PASSAGE TO READ:

Radio was the exciting new medium, and Rogers became a star there as well, broadcasting his newspaper pieces. From 1929 to 1935, he made radio broadcasts for the Gulf Oil Company. This weekly Sunday evening show, The Gulf Headliners, ranked among the top radio programs in the country. Since Rogers easily rambled from one subject to another, reacting to his studio audience, he often lost track of the half-hour time limit in his earliest broadcasts, and was cut off in mid-sentence. To correct this, he brought in a wind-up alarm clock, and its on-air buzzing alerted him to begin wrapping up his comments. By 1935, his show was being announced as “Will Rogers and his Famous Alarm Clock”.
Photograph by Underwood & Underwood, unknown date
In 1908, Rogers married Betty Blake (1879–1944), and the couple had four children: Will Rogers Jr., Mary Amelia, James Blake, and Fred Stone. Will Jr. became a World War II hero, played his father in two films, and was elected to Congress. Mary became a Broadway actress, and James “Jim” was a newspaperman and rancher; Fred died of diphtheria at age two. The family lived in New York, but they spent summers in Oklahoma. In 1911, Rogers bought a 20-acre (8.1 ha) ranch near Claremore, Oklahoma, which he intended to use as his retirement home. He paid US$500 an acre, equal to $14,541 per acre today.
From about 1925 to 1928, Rogers traveled the length and breadth of the United States in a “lecture tour”. (He began his lectures by pointing out that “A humorist entertains, and a lecturer annoys.”) During this time he became the first civilian to fly from coast to coast with pilots flying the mail in early air mail flights. The National Press Club dubbed him “Ambassador at Large of the United States”. He visited Mexico City, along with Charles Lindbergh, as a guest of U.S. Ambassador Dwight Morrow. Rogers gave numerous after-dinner speeches, became a popular convention speaker, and gave dozens of benefits for victims of floods, droughts, or earthquakes.
Rogers traveled to Asia to perform in 1931, and to Central and South America the following year. In 1934, he made a globe-girdling tour and returned to play the lead in Eugene O’Neill‘s stage play Ah, Wilderness!. He had tentatively agreed to go on loan from Fox to MGM to star in the 1935 movie version of the play. But, concerned about a fan’s reaction to the “facts-of-life” talk between his character and the latter’s son, he declined the role. He and Wiley Post made plans to fly to Alaska that summer.
Rogers (right) with Seattle Mayor Charles L. Smith about 1935
Rogers was a Democrat but has historically been known as apolitical. He was friends with every president starting with Theodore Roosevelt and he notably supported Republican Calvin Coolidge over John W. Davis in 1924. During the Republican Convention of 1928, while criticizing the party platform, Rogers welcomed the nomination of Kaw citizen Charles Curtis as vice president, although he felt the leadership had deliberately kept him from the presidency: “The Republican Party owed him something, but I didn’t think they would be so low down as to pay him that way.” Four years later, when the Republican leadership attempted to remove the more conservative Curtis from the Hoover ticket, Rogers defended him, and took credit with keeping him on the ticket: “I saved my ‘Injun’ Charley Curtis for vice presidency. The rascals was just ready to stab him when we caught ‘em.”

DATA ROWS:
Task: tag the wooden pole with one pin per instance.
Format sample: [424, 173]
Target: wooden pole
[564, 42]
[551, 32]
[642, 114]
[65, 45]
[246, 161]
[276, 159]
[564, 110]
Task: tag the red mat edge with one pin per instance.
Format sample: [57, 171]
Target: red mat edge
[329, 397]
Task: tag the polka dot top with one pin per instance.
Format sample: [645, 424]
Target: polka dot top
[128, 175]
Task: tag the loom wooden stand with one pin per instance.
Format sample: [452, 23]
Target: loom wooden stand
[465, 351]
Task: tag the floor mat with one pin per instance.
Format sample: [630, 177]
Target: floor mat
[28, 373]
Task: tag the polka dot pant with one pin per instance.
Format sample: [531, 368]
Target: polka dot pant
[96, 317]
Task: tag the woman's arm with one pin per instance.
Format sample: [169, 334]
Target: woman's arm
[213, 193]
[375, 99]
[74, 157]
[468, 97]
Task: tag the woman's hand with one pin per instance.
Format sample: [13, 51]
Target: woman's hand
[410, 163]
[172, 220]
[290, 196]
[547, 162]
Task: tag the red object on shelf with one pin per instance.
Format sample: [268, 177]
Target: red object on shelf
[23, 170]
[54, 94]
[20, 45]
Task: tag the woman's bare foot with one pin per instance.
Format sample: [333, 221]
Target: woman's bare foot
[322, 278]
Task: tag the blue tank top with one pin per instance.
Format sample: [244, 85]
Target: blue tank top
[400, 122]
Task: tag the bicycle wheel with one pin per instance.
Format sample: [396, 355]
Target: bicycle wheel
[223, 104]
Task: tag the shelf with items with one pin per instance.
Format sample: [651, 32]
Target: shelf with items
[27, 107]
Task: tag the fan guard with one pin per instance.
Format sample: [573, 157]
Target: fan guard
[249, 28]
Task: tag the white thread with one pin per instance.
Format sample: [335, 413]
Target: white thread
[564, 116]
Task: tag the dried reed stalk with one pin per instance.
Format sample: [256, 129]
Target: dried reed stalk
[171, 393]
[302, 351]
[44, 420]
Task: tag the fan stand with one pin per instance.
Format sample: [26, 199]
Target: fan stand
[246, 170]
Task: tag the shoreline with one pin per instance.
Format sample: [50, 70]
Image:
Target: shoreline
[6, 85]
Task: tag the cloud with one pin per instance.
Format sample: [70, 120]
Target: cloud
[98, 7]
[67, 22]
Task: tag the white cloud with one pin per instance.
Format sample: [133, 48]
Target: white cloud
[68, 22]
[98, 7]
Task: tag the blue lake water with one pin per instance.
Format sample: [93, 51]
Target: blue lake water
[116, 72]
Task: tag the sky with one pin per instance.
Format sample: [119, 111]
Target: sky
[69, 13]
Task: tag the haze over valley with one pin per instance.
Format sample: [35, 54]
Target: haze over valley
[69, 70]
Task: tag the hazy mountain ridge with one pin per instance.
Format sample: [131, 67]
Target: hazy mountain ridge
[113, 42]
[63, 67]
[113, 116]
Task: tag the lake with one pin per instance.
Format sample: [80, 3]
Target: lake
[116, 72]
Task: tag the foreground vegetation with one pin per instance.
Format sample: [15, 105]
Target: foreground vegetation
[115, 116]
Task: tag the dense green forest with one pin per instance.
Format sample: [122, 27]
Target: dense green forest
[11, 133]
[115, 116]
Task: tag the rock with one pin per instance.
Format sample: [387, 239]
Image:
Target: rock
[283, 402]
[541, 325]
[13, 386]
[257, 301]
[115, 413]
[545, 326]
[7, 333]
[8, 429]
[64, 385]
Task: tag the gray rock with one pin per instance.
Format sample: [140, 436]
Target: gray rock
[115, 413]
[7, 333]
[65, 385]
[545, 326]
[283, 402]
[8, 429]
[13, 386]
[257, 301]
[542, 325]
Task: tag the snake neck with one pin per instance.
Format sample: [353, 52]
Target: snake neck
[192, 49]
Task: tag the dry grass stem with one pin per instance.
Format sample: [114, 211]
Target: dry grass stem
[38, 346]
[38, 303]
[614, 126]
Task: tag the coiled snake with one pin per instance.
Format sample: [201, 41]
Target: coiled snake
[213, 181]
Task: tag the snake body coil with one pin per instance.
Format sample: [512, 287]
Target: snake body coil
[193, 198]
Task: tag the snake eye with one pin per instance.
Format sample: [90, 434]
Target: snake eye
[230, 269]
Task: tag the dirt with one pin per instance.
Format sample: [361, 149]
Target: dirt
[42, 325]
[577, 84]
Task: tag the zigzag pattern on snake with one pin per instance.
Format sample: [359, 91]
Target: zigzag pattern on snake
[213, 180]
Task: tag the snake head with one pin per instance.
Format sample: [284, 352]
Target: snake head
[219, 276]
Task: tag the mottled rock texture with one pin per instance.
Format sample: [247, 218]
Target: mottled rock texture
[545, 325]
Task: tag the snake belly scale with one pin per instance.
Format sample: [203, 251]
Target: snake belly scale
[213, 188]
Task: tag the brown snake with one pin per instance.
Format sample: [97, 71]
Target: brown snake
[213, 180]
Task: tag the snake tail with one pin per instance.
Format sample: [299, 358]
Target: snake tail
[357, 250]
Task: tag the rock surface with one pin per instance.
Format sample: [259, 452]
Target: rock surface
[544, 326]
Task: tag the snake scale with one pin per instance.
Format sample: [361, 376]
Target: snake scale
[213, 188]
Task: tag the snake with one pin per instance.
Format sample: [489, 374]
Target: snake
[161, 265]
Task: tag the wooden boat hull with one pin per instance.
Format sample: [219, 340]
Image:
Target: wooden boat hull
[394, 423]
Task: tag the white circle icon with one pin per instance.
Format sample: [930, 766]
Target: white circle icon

CHALLENGES:
A. In the Will Rogers passage, what did Rogers bring into the studio so that he would know when to start wrapping up his broadcasts?
B. Retype everything in the Will Rogers passage from "Photograph by Underwood" down to "per acre today.".
C. Name all of the children of Rogers and Betty Blake that the Will Rogers passage lists.

RESPONSE LIST:
A. A wind-up alarm clock.

B.
Photograph by Underwood & Underwood, unknown date
In 1908, Rogers married Betty Blake (1879–1944), and the couple had four children: Will Rogers Jr., Mary Amelia, James Blake, and Fred Stone. Will Jr. became a World War II hero, played his father in two films, and was elected to Congress. Mary became a Broadway actress, and James “Jim” was a newspaperman and rancher; Fred died of diphtheria at age two. The family lived in New York, but they spent summers in Oklahoma. In 1911, Rogers bought a 20-acre (8.1 ha) ranch near Claremore, Oklahoma, which he intended to use as his retirement home. He paid US$500 an acre, equal to $14,541 per acre today.

C. Will Rogers Jr., Mary Amelia, James Blake, Fred Stone